**TASK STATEMENT:** Continue the passage below about shopping for light bulbs and other household goods, picking up after its final sentence.

**DOCUMENT PASSAGE:**
Operation Home Base included procuring lots of little light bulbs for various light fixtures in the flat. While there, I also bought a few other householdy-things. The store is a cross between a Home Depot and a store that sells small appliances and home decor items like candles and dried arrangements. I stayed out of the garden shop and avoided all the Xmas decorations. On my walk I had noticed that lots of potted, 4 foot tall evergreens had been placed outside of buildings. Around the pot rims were red cyclamens, as the hard frost has not hit here yet.
I resisted all the cheery pointsettias, and looked in vain for a package of "dishwasher salt" to reduce the lime deposits and general gunkiness in the dishwasher. There was nothing of the sort to be seen.

**INFORMATION PROVIDED:**
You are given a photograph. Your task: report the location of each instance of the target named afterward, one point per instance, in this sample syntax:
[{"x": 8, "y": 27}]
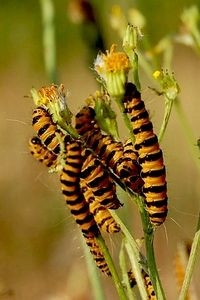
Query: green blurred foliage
[{"x": 39, "y": 254}]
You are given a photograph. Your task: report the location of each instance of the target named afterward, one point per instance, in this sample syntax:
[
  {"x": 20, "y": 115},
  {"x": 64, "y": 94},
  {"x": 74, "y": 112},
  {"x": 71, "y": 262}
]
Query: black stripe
[
  {"x": 144, "y": 127},
  {"x": 160, "y": 215},
  {"x": 153, "y": 173},
  {"x": 86, "y": 172},
  {"x": 70, "y": 173},
  {"x": 68, "y": 193},
  {"x": 147, "y": 142},
  {"x": 157, "y": 203},
  {"x": 56, "y": 150},
  {"x": 142, "y": 115},
  {"x": 151, "y": 157},
  {"x": 75, "y": 201},
  {"x": 102, "y": 190},
  {"x": 131, "y": 91},
  {"x": 138, "y": 106},
  {"x": 97, "y": 180},
  {"x": 36, "y": 119},
  {"x": 155, "y": 189},
  {"x": 84, "y": 209}
]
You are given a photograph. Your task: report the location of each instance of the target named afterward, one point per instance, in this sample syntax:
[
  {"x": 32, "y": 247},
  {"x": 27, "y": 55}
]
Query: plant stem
[
  {"x": 168, "y": 109},
  {"x": 94, "y": 275},
  {"x": 49, "y": 44},
  {"x": 115, "y": 277},
  {"x": 126, "y": 119},
  {"x": 149, "y": 237},
  {"x": 194, "y": 254},
  {"x": 188, "y": 133},
  {"x": 123, "y": 267}
]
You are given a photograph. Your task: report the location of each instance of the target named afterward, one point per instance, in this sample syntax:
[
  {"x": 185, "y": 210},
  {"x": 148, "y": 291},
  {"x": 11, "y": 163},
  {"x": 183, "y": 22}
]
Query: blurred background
[{"x": 41, "y": 254}]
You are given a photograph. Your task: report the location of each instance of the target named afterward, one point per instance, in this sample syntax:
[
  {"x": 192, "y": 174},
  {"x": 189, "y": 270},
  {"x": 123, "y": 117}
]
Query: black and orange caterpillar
[
  {"x": 41, "y": 153},
  {"x": 147, "y": 282},
  {"x": 70, "y": 186},
  {"x": 101, "y": 213},
  {"x": 109, "y": 151},
  {"x": 150, "y": 156},
  {"x": 46, "y": 129},
  {"x": 97, "y": 254},
  {"x": 98, "y": 179}
]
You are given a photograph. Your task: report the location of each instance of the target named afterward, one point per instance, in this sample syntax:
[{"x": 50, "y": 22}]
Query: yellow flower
[
  {"x": 52, "y": 94},
  {"x": 113, "y": 68},
  {"x": 156, "y": 74}
]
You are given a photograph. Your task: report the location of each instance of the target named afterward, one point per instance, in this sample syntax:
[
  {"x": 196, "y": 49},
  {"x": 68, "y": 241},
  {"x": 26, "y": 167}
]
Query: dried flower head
[{"x": 113, "y": 68}]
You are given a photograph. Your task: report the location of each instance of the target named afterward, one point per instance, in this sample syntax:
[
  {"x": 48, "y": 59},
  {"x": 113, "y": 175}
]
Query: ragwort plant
[{"x": 114, "y": 70}]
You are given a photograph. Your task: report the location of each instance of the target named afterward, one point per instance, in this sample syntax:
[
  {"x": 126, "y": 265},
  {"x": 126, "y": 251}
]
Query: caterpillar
[
  {"x": 97, "y": 254},
  {"x": 150, "y": 156},
  {"x": 147, "y": 281},
  {"x": 98, "y": 179},
  {"x": 101, "y": 214},
  {"x": 109, "y": 151},
  {"x": 46, "y": 129},
  {"x": 41, "y": 153},
  {"x": 70, "y": 185}
]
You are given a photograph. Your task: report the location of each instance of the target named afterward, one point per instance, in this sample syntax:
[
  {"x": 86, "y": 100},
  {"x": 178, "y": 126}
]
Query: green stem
[
  {"x": 94, "y": 275},
  {"x": 194, "y": 150},
  {"x": 135, "y": 257},
  {"x": 168, "y": 109},
  {"x": 194, "y": 254},
  {"x": 123, "y": 267},
  {"x": 149, "y": 237},
  {"x": 115, "y": 277},
  {"x": 126, "y": 119},
  {"x": 49, "y": 44}
]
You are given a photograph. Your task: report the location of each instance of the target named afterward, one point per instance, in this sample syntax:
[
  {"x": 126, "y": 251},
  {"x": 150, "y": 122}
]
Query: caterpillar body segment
[
  {"x": 97, "y": 255},
  {"x": 46, "y": 129},
  {"x": 147, "y": 282},
  {"x": 150, "y": 156},
  {"x": 101, "y": 214},
  {"x": 41, "y": 153},
  {"x": 98, "y": 179},
  {"x": 109, "y": 151},
  {"x": 70, "y": 185}
]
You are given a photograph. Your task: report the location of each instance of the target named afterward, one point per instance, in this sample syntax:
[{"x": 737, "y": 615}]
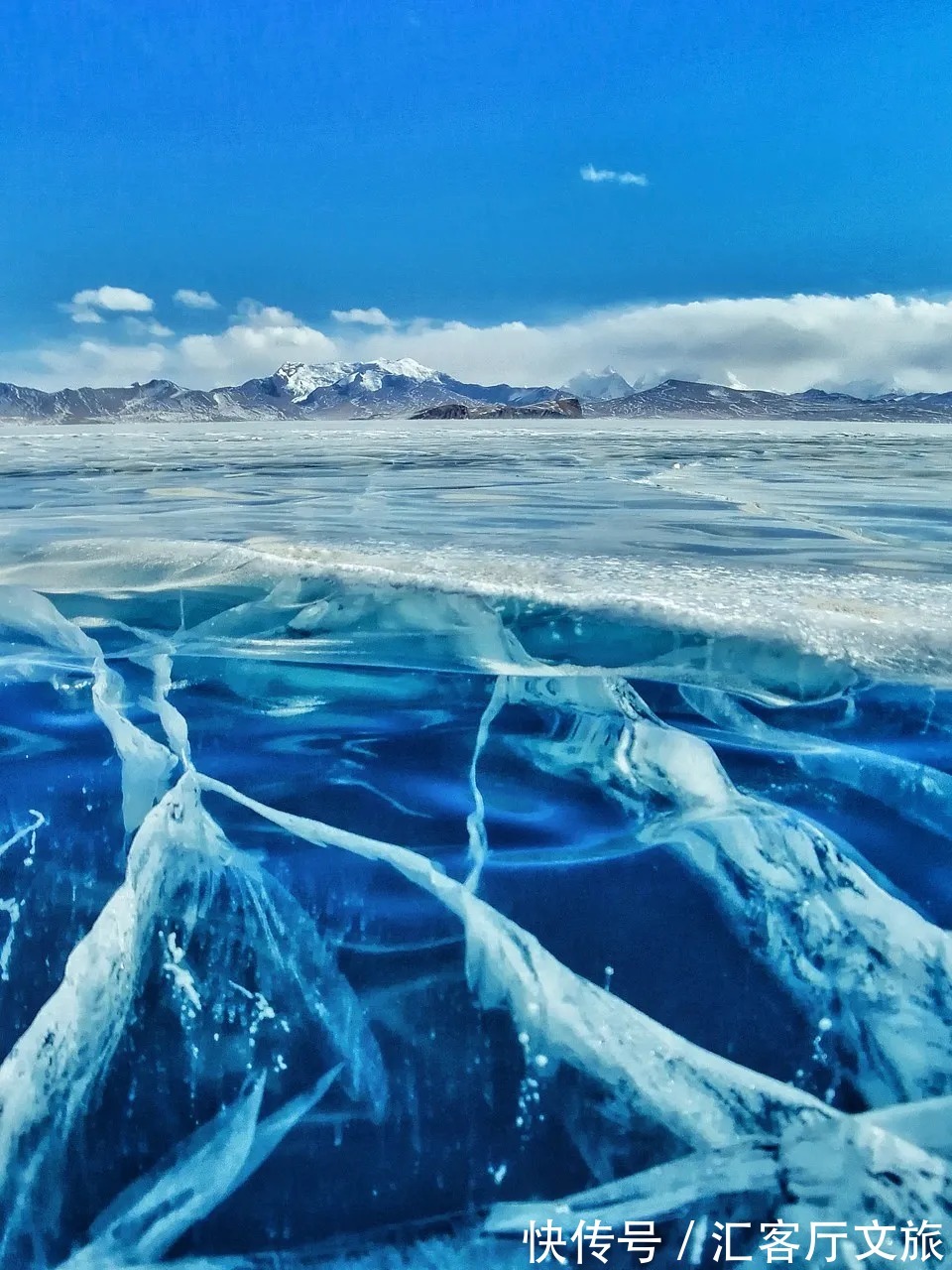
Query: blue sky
[{"x": 424, "y": 158}]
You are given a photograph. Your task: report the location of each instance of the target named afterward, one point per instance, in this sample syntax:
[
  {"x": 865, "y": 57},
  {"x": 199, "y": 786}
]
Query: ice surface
[{"x": 408, "y": 835}]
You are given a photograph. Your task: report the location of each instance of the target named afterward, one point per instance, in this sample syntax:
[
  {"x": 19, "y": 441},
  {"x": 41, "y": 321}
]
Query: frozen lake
[{"x": 575, "y": 798}]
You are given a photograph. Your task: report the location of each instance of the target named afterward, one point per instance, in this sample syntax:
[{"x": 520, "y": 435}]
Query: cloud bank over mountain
[{"x": 788, "y": 343}]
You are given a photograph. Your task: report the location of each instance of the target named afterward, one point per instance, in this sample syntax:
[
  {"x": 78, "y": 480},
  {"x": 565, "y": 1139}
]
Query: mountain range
[{"x": 402, "y": 389}]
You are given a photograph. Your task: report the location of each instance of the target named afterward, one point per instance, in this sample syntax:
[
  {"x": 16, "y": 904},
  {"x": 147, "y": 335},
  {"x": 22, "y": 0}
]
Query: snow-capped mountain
[
  {"x": 684, "y": 399},
  {"x": 296, "y": 390},
  {"x": 604, "y": 385},
  {"x": 400, "y": 389}
]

**WRITTEN REPLY:**
While at the checkout, I asked the helpful young man if they sold "dishwasher salt". They did, he said, down past the lumber. Did I need a large quantity? I had just figured it came in a box or jar or something. What was a large quantity? No sooner had these words left my lips than a woman approached with a cart ("trolley") FILLED with four BAGS of dishwasher salt. These bags were larger than the large sacks of ice-melting salt that we buy in New England. They must have weighed fifty pounds each. Either this gal does a LOT of dishes, was buying them for some industrial application, or has a water-softener system for the whole house (see Lunch at John Stuart Mill's House posted previously).

As it was nearing 3 pm by this time I set out from Home Base to catch a bus that deposited me right on Circus Road near Sir You-Know-Who's house and the Dangerous Hospital Driveway. I managed to make it the rest of the way home without incident, except for the realization that the annoying dry sensation in my mouth really was an oncoming migraine. I retired to bed with a pill for a short nap, and awoke to make us sweet and sour pork for dinner.

Tomorrow will be Tidy Friday and Baking Day.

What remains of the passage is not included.